(Contour annotation entries)

-.-.-

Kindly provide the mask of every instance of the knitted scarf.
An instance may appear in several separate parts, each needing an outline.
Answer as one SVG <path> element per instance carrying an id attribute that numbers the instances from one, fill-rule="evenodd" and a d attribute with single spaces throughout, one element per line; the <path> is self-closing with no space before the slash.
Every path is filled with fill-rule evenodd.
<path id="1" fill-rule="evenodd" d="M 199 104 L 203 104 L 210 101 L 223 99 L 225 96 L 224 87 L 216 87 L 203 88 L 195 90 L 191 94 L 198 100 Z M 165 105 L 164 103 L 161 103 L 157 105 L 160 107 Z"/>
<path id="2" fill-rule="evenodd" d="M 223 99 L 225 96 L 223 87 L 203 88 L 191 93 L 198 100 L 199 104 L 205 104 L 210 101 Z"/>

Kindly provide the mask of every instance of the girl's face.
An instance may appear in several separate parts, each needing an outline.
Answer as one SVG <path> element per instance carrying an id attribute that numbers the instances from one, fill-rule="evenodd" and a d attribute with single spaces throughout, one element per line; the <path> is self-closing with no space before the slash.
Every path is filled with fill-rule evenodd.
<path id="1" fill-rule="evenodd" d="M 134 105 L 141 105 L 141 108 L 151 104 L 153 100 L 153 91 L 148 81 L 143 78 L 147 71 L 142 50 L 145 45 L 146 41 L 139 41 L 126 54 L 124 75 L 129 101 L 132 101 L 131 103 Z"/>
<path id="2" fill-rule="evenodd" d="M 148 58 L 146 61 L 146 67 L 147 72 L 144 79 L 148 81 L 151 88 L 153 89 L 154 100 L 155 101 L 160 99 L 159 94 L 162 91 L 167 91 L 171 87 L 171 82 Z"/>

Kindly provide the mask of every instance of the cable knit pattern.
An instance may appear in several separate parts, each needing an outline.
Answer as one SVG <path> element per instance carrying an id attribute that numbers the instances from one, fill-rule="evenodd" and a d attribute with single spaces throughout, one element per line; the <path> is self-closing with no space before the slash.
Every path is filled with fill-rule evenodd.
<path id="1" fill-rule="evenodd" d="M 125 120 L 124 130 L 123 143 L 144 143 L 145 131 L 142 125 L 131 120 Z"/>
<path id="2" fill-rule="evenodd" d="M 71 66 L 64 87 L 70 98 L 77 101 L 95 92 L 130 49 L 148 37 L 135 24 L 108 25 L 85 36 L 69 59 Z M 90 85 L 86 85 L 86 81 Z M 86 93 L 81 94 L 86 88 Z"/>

-.-.-

## TO BE DONE:
Please copy the lines of the entries verbatim, starting with the line that contains "Kindly provide the mask of every instance of the cable" and going on through the final line of the entries.

## TASK OUTPUT:
Kindly provide the mask of every instance of the cable knit pattern.
An instance may appear in several separate parts, each needing an outline.
Answer as one SVG <path> element per instance carrying an id attribute that numbers the instances from one, fill-rule="evenodd" and a d attribute with single spaces throughout, one element per line; the <path> is self-closing with no space before the slash.
Every path is filled with fill-rule evenodd.
<path id="1" fill-rule="evenodd" d="M 125 120 L 124 130 L 123 143 L 144 143 L 145 131 L 142 125 L 131 120 Z"/>
<path id="2" fill-rule="evenodd" d="M 71 66 L 64 87 L 70 98 L 77 101 L 95 92 L 130 49 L 148 37 L 135 24 L 108 25 L 85 36 L 69 59 Z M 90 85 L 86 85 L 86 81 Z M 86 93 L 81 94 L 86 88 Z"/>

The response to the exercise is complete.